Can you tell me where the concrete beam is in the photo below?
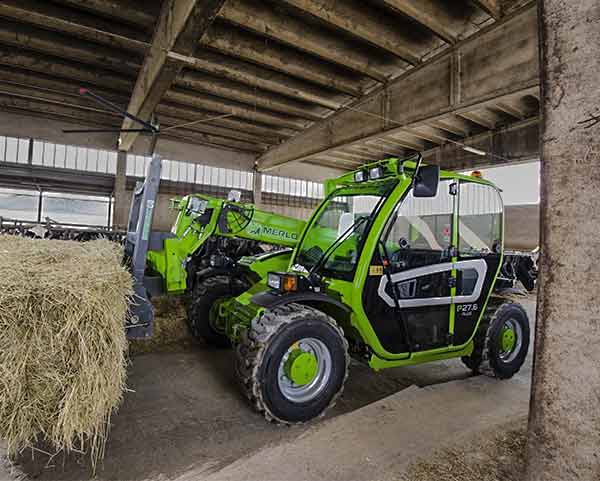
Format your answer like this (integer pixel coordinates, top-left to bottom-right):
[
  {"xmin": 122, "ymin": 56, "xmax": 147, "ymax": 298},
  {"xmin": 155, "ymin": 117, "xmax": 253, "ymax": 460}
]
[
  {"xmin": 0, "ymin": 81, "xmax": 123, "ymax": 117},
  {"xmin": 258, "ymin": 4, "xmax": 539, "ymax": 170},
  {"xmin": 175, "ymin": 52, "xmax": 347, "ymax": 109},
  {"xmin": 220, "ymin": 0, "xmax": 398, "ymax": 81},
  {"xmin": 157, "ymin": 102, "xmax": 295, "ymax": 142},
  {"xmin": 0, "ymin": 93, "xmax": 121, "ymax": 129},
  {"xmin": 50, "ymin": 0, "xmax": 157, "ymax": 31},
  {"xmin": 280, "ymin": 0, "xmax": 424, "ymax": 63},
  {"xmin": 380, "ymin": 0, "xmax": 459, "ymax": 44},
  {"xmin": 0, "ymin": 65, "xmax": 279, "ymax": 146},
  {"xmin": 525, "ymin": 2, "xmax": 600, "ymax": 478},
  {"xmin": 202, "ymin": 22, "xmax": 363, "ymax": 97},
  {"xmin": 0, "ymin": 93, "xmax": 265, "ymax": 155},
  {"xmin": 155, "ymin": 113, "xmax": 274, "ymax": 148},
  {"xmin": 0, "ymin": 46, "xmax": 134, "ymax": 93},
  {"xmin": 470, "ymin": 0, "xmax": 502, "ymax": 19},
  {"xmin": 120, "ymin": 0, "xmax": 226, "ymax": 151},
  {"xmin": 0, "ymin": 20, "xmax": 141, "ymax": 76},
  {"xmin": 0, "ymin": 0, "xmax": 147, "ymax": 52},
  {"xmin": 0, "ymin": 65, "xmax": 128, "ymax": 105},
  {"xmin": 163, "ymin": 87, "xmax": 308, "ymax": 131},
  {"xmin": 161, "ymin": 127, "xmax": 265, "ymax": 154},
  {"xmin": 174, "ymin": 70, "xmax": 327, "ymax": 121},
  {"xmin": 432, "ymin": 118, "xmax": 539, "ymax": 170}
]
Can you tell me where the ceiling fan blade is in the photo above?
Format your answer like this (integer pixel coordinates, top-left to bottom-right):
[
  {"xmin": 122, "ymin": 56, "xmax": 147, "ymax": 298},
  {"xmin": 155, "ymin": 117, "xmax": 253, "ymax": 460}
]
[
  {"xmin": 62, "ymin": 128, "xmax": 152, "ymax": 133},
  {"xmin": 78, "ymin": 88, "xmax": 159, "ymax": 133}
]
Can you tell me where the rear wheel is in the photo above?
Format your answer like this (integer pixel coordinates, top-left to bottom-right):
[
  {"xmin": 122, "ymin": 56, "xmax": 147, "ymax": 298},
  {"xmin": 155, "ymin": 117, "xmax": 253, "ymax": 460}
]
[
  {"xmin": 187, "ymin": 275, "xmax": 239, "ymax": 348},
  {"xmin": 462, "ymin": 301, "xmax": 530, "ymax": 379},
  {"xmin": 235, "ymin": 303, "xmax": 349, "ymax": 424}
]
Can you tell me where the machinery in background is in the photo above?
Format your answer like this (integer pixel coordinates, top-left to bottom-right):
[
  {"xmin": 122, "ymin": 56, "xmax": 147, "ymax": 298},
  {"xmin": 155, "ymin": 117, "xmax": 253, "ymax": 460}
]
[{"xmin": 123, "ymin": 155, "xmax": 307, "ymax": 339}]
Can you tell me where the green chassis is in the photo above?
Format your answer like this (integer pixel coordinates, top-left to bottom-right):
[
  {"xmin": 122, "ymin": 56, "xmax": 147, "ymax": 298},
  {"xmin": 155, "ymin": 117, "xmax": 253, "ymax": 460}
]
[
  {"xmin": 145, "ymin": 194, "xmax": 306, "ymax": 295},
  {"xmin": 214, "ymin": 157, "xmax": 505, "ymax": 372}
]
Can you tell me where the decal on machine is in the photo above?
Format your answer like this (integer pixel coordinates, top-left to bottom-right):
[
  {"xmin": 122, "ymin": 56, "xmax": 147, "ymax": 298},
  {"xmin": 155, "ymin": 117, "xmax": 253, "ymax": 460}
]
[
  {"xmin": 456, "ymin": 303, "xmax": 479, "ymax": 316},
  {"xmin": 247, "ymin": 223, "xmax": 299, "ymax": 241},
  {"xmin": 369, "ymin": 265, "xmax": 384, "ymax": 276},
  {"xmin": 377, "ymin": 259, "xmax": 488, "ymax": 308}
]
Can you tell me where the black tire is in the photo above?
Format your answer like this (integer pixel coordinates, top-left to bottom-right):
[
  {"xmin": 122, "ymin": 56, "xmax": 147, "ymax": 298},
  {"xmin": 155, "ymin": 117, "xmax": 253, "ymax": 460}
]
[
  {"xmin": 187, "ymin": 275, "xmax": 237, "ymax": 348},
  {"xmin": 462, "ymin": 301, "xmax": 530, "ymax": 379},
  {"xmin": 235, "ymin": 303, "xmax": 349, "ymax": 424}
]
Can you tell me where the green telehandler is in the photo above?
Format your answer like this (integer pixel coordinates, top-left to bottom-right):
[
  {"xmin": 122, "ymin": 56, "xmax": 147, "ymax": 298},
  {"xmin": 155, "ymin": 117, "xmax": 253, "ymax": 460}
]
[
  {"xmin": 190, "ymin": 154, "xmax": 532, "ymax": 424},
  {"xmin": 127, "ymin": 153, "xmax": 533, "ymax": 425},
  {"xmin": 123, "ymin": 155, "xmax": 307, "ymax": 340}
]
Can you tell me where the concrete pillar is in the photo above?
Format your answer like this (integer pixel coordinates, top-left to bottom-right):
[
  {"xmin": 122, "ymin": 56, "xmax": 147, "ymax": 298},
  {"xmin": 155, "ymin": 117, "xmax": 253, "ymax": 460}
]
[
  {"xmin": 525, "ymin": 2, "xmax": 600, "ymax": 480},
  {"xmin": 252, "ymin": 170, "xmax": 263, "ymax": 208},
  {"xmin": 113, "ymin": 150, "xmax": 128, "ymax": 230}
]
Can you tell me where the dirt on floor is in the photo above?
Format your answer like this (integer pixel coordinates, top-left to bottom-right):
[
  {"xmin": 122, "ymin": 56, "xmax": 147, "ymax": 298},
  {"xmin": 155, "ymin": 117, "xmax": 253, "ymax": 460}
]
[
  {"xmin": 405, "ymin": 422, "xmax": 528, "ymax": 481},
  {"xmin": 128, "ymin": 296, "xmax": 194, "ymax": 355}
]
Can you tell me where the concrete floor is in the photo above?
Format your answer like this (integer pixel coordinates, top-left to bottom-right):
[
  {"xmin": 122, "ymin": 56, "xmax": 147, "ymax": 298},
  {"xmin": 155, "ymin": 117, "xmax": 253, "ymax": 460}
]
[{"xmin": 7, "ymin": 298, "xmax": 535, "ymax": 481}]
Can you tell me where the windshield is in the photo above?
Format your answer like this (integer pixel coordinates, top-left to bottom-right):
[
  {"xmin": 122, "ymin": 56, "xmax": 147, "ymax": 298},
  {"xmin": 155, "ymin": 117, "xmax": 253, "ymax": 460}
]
# # # #
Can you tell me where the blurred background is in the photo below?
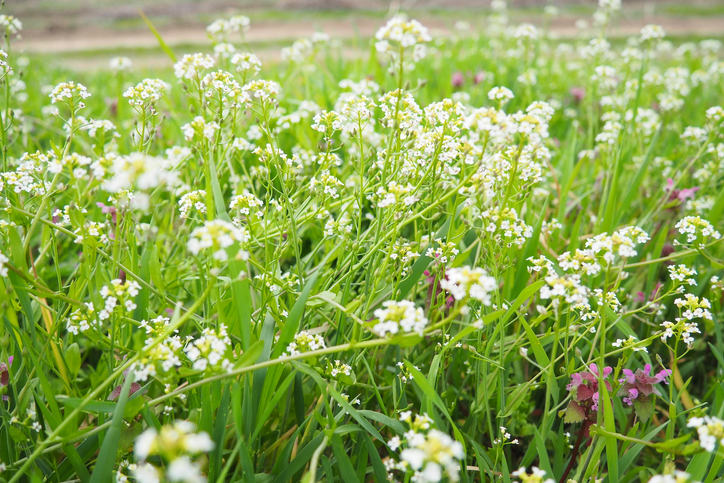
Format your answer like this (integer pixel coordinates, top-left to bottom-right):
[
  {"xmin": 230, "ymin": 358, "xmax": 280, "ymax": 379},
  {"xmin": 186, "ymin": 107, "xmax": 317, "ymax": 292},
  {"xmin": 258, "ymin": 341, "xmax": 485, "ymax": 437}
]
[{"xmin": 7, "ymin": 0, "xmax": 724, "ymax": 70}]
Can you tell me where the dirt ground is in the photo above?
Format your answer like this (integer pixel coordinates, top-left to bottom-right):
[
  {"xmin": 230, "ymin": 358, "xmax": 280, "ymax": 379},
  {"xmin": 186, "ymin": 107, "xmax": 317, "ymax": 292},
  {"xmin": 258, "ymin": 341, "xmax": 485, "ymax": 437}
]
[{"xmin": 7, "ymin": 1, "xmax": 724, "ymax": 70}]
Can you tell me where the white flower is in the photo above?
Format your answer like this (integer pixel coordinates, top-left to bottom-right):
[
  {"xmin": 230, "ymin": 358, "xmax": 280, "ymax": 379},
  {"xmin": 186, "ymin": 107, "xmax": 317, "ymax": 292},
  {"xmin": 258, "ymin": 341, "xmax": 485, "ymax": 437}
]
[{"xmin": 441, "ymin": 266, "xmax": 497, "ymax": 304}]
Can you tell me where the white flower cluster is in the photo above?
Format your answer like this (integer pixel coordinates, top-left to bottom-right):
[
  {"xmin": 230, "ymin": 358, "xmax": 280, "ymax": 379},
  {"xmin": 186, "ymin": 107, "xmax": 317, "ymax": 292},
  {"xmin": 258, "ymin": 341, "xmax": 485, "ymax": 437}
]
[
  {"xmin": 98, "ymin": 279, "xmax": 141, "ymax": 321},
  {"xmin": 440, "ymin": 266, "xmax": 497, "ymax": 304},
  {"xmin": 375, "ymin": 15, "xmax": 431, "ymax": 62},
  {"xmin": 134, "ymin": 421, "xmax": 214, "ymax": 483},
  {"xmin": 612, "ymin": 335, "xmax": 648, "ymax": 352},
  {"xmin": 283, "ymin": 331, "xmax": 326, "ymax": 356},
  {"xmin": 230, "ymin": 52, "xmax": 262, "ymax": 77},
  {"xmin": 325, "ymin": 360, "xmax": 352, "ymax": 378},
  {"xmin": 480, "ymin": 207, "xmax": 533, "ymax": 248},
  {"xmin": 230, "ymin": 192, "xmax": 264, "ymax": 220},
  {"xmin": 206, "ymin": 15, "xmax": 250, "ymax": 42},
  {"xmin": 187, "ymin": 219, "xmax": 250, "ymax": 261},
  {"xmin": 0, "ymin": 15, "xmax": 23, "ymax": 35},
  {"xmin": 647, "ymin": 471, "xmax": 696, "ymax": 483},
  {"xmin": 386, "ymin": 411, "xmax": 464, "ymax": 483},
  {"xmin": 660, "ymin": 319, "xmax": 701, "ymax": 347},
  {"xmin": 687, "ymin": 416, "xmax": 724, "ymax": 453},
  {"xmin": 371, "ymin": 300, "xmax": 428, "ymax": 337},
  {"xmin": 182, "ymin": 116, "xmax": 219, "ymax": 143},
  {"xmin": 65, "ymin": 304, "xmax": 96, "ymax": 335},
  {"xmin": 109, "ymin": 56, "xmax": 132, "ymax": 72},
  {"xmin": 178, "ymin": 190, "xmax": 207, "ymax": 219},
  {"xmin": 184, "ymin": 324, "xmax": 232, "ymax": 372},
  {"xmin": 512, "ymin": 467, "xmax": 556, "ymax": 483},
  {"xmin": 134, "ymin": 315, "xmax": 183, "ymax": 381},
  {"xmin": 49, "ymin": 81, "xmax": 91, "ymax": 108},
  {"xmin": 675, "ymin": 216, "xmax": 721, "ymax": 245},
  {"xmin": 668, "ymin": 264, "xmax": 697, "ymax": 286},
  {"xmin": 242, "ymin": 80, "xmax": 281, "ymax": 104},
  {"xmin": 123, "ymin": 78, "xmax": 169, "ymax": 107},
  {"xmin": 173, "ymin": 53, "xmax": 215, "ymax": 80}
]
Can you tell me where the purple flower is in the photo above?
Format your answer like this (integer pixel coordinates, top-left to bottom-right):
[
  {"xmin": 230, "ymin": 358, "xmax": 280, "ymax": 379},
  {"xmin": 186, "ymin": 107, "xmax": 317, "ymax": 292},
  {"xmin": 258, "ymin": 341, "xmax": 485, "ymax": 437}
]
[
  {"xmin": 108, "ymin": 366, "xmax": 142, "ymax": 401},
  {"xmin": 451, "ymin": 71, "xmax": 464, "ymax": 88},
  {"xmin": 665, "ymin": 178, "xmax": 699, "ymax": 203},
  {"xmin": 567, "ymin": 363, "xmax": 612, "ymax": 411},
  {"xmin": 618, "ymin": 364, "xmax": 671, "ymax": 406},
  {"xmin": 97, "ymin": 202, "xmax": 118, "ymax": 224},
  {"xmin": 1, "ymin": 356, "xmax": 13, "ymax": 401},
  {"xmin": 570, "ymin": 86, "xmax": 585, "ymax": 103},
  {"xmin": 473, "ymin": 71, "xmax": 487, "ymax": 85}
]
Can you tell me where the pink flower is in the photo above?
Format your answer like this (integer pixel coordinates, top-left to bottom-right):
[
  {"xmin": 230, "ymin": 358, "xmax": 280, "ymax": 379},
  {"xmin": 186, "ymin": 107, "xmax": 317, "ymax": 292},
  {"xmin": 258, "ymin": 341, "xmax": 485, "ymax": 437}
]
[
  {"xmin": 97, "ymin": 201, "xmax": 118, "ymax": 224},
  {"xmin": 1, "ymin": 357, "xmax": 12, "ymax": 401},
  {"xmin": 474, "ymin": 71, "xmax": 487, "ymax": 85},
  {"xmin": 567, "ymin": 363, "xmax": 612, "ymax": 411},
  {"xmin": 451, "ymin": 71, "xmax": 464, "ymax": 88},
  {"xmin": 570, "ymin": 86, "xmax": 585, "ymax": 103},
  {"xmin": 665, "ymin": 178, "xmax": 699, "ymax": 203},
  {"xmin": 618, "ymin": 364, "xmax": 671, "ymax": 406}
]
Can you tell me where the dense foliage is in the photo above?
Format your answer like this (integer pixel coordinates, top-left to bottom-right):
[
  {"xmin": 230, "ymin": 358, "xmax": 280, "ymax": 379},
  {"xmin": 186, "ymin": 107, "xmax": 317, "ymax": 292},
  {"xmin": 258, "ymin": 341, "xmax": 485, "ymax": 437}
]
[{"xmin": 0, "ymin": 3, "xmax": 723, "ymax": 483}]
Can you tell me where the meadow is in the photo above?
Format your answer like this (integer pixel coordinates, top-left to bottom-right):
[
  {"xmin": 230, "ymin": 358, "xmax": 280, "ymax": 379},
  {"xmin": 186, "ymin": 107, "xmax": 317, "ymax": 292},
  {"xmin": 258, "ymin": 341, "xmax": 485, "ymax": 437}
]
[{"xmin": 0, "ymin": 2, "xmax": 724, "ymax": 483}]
# # # #
--- PROMPT ---
For the records above, give the number of lines containing the string "dirt" and no other words.

--- TASK SOLUTION ---
2